__Brano citato__.
___

A ragione, dunque, i popoli possono battere le mani (cf antifona d’ingresso) perché a tutti è offerta la
salvezza, purché se ne facciano grembo, purché l’accolgano. L’accoglienza è ciò che consente o meno
l’incontro di ognuno con Dio; un incontro che parte dal volto concreto del discepolo missionario per
svelare il Volto invisibile del Padre. L’accoglienza è l’attitudine a ricevere in modo disarmato e sereno
la novità del Regno che solo i piccoli e i poveri possono riconoscere e a cui si abbandonano senza
difese. Richiede una ricca capacità di gratitudine, come ci è mediata dalla donna facoltosa di Sunem,
di cui nella prima lettura abbiamo un riferimento molto bello. Ella accoglie il profeta Eliseo con il
marito in casa sua e, con dovizia di particolari, allestisce per lui una camera per il suo ristoro dalle
fatiche della missione, che suscita d’istinto la gratitudine stessa del profeta, che ne ricompensa la
delicatezza del dono con la promessa benedicente di un figlio di là ad un anno. Quando si accoglie
chi viene nel nome del Signore, si accoglie egli stesso e si entra nel vortice della ridondanza del suo
dono, che si riversa su ciascuno come benedizione e fecondità.

___

__Dati forniti__.
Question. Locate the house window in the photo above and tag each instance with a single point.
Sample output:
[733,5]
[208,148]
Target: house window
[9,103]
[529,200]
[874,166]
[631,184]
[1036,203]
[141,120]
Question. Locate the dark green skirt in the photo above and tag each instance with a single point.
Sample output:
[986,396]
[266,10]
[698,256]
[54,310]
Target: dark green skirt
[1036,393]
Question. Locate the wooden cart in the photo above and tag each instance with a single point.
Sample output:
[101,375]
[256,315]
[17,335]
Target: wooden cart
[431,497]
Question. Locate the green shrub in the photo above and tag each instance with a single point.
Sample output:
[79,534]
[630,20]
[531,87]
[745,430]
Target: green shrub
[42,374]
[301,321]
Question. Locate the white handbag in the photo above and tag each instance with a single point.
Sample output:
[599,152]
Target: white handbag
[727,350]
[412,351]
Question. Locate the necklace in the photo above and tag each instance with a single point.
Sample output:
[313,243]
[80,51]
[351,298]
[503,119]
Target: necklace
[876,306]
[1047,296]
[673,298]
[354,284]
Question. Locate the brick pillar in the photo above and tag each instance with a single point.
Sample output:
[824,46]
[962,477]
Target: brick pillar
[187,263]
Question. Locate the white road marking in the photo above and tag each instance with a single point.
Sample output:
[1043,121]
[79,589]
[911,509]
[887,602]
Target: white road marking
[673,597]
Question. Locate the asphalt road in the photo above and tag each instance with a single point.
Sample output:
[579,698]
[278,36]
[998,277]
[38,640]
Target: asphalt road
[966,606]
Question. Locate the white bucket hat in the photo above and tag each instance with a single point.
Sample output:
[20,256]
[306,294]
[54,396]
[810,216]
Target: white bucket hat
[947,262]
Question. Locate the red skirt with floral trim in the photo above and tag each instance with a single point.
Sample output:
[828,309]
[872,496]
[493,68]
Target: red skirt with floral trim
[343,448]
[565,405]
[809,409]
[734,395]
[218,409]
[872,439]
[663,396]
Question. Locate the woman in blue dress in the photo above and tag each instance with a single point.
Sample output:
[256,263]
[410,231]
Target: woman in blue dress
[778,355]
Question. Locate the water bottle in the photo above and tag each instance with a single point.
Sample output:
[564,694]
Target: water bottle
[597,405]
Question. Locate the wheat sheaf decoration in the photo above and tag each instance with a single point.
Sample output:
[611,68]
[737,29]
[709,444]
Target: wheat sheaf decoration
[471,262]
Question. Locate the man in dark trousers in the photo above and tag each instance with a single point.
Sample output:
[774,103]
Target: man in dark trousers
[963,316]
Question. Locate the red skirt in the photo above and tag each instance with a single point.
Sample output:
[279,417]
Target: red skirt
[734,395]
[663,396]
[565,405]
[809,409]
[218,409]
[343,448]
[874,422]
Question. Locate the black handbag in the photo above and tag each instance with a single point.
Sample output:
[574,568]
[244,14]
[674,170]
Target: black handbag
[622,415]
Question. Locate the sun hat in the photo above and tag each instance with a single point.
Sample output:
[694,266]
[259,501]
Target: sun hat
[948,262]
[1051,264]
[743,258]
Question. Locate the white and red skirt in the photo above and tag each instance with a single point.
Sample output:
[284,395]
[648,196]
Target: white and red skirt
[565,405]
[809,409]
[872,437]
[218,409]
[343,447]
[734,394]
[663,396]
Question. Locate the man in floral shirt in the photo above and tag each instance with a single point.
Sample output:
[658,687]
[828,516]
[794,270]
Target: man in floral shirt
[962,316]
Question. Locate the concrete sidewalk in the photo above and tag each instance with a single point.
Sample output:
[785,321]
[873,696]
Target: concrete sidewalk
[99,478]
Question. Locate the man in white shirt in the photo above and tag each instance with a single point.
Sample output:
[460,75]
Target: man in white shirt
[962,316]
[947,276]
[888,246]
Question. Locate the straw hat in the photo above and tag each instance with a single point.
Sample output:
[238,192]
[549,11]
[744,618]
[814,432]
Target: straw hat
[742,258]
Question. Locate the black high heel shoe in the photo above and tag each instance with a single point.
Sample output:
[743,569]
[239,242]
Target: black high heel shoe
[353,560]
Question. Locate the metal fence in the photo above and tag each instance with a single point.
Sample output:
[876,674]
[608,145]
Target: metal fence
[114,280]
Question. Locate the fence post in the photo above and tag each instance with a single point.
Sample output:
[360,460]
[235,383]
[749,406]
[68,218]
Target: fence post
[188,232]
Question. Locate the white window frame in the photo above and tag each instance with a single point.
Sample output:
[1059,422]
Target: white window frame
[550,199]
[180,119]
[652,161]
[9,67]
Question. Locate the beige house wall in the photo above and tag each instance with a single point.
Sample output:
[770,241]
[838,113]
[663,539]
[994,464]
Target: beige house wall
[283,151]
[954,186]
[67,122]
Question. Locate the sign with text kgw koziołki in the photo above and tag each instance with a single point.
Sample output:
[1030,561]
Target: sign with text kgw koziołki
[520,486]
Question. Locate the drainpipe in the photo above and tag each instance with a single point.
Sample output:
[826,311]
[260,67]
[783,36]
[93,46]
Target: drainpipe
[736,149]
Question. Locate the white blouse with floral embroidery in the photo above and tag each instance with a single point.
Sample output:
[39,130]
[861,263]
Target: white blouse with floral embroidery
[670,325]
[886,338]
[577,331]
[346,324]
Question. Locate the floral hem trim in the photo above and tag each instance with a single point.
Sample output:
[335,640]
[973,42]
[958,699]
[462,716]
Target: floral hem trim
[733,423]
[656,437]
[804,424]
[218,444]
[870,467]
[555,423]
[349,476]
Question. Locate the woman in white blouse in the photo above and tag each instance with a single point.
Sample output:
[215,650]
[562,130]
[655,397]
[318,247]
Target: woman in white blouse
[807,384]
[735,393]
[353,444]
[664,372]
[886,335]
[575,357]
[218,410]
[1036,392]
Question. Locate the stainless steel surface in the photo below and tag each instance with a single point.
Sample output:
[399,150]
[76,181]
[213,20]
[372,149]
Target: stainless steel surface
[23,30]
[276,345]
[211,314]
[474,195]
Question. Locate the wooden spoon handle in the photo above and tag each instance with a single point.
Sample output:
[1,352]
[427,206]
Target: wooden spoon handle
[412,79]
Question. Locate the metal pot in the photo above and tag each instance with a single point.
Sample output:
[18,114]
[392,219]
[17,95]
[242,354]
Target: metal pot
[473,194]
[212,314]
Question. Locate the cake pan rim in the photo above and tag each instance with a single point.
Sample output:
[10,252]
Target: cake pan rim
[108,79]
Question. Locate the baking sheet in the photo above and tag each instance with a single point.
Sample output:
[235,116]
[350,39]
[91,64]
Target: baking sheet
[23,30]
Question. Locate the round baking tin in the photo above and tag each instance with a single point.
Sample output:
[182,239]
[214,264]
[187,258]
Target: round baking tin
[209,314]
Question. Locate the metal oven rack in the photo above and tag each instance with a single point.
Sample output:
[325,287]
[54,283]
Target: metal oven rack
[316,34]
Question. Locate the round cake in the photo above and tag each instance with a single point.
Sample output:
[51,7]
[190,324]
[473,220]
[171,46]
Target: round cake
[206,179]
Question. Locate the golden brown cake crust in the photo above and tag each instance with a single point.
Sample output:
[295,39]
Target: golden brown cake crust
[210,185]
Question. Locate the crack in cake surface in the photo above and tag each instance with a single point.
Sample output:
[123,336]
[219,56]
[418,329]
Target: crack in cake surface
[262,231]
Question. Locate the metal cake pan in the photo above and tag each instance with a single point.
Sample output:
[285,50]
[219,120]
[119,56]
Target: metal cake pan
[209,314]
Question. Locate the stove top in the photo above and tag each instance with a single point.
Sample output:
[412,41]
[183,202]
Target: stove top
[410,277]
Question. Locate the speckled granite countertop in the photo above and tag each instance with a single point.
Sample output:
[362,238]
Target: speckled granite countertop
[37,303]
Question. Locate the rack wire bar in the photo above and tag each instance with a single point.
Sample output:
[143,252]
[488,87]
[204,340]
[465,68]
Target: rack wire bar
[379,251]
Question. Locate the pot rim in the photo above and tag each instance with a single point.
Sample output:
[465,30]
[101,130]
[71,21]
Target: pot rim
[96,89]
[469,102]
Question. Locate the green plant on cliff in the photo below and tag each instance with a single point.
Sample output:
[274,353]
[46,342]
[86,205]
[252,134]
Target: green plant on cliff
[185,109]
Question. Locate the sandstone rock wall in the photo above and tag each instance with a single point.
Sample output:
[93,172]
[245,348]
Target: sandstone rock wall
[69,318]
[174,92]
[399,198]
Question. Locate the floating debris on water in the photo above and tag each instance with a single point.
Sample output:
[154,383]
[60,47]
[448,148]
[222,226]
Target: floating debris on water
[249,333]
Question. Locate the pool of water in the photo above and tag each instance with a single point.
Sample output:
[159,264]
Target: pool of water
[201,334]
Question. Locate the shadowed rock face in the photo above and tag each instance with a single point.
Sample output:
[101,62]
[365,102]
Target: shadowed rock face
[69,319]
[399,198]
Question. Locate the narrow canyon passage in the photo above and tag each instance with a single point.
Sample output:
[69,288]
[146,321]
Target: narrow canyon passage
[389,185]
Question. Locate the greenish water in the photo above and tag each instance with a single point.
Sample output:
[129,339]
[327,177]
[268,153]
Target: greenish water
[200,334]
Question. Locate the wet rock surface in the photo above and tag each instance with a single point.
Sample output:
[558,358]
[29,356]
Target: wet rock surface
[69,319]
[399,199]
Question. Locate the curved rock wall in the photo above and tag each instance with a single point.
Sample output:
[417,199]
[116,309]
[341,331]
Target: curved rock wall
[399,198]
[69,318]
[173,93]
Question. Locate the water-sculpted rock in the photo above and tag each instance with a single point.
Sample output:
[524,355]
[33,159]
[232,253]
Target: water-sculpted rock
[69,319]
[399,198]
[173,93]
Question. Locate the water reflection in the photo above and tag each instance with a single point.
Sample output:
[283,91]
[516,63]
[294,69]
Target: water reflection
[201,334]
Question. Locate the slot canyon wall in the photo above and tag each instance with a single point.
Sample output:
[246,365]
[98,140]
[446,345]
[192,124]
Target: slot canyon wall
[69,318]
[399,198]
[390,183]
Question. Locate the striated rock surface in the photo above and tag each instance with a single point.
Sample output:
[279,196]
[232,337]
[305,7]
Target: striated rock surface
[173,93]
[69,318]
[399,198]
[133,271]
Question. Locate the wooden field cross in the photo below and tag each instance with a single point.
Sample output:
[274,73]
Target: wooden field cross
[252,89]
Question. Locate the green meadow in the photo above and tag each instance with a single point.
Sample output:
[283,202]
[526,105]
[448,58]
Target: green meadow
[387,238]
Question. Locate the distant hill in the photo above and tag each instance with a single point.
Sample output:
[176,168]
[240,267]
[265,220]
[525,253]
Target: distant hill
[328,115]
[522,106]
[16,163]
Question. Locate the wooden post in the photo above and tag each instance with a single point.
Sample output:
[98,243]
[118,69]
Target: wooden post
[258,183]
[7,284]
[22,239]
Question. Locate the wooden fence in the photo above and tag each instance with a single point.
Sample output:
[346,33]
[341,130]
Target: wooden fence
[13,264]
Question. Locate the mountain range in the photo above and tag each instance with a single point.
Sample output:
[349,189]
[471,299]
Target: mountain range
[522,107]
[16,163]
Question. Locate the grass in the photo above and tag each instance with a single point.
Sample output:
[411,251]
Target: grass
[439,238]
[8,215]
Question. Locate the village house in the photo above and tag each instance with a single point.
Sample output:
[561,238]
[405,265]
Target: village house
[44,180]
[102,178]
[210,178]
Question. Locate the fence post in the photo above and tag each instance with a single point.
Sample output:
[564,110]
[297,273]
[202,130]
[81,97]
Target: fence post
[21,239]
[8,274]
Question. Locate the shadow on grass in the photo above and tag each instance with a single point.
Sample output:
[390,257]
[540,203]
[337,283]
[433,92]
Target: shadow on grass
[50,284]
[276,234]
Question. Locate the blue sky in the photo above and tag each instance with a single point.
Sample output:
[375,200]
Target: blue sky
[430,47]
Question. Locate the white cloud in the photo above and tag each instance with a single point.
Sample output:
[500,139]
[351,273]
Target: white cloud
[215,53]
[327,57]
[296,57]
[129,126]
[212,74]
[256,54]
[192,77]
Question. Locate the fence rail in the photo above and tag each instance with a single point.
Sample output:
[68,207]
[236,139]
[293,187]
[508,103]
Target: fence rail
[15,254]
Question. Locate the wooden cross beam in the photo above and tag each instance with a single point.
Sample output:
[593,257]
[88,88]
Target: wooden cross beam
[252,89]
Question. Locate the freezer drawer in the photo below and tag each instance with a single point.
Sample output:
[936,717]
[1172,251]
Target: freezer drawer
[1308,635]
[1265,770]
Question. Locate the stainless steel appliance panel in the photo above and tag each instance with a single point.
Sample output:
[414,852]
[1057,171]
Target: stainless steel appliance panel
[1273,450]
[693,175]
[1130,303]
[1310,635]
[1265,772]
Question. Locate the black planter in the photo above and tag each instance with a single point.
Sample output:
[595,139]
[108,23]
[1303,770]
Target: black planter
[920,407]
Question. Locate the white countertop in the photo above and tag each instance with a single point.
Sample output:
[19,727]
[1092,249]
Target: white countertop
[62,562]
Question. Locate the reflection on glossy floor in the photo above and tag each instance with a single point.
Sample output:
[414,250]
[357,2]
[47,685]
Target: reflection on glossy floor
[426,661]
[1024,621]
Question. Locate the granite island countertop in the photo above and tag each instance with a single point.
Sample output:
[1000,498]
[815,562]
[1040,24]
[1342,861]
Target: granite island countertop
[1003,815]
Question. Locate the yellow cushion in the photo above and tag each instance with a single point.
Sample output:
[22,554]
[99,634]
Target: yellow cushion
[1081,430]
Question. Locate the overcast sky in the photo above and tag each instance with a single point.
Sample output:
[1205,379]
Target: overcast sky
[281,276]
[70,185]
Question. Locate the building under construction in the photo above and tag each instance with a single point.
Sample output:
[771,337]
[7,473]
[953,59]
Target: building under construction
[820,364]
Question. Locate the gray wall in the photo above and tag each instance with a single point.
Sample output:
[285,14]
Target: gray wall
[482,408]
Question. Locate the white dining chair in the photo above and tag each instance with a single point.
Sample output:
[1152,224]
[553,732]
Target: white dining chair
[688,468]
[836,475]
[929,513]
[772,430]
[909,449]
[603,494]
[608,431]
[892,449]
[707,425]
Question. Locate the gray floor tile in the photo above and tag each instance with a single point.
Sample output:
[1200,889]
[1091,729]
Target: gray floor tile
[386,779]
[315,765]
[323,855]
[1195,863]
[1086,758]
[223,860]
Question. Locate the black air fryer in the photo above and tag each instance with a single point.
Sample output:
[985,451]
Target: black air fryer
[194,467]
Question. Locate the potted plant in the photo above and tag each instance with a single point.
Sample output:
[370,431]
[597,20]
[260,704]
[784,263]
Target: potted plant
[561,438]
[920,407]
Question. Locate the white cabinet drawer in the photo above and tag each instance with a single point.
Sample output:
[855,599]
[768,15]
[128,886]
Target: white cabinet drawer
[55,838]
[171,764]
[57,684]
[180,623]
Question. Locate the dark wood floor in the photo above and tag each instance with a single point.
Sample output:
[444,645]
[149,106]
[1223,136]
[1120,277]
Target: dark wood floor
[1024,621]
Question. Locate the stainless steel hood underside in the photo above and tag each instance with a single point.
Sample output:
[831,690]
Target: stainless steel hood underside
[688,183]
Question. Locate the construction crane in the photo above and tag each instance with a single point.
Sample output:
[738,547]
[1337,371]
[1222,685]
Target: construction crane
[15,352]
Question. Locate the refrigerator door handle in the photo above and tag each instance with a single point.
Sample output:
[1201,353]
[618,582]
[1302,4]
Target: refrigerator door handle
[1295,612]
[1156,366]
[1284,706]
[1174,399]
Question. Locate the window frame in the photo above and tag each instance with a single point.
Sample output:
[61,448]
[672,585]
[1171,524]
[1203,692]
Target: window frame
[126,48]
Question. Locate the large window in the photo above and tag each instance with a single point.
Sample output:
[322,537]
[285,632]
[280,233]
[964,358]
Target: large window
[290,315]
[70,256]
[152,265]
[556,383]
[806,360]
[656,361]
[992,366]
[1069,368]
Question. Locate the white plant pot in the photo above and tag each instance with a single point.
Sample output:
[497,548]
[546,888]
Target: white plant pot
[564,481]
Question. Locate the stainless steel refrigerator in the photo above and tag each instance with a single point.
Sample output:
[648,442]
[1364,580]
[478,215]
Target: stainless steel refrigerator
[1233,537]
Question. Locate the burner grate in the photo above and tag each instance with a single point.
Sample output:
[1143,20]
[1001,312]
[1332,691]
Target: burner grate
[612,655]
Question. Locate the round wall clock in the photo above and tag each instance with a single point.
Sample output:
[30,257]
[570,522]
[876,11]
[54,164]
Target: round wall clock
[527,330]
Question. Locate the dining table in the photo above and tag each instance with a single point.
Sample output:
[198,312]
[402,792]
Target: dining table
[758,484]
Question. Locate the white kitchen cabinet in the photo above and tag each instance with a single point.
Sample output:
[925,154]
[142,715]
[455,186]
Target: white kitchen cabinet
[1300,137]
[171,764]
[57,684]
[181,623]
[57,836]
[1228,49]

___

__Compiti proposti__.
a – Rispondi a queste domande sul brano dell'accoglienza:
(i) Chi sono, secondo il brano, i soli che possono riconoscere la novità del Regno?
(ii) Insieme a chi la donna di Sunem accoglie Eliseo in casa sua?
(iii) Che cosa promette il profeta per ricompensare la delicatezza del dono?
b – Indica se ciascuna affermazione concorda con il brano dell'accoglienza e cita le parole che lo stabiliscono:
(i) La salvezza è offerta soltanto ad alcuni popoli.
(ii) La donna di Sunem prepara una camera per Eliseo.
(iii) L'accoglienza richiede una ricca capacità di gratitudine.
c – Prosegui il brano dell'accoglienza a partire dalla frase con cui si chiude.
I dati sono materiale a sé stante rispetto al brano.

__Risultati__.
a –
(i) I piccoli e i poveri.
(ii) Con il marito.
(iii) Un figlio di là ad un anno.

b –
(i) No: "a tutti è offerta la salvezza".
(ii) Sì: "allestisce per lui una camera per il suo ristoro dalle fatiche della missione".
(iii) Sì: "Richiede una ricca capacità di gratitudine".

c –
vv.42: E chi avrà dato anche solo un bicchiere di acqua fresca a uno di questi piccoli, perché è mio
discepolo, in verità io vi dico: non perderà la sua ricompensa».
Praticare l’accoglienza in una terra così ‘desertica’ come la Palestina era un fiore all’occhiello per il
pio israelita; per cui, anche offrire un semplice bicchiere d’acqua ai discepoli del Signore perché
‘suoi’ significa praticare la solidarietà con coloro che hanno fatto questa scelta. Chi accoglie i
discepoli di Gesù in forza della loro prerogativa di discepoli riceve la loro stessa ricompensa, cioè
viene equiparato ad essi. Ci sono molti modi per annunciare il Vangelo e far parte dei semplici del
Regno: anche offrire un bicchiere d’acqua può significare e indicare qualcuno dall’amore senza
misura, quello di Gesù.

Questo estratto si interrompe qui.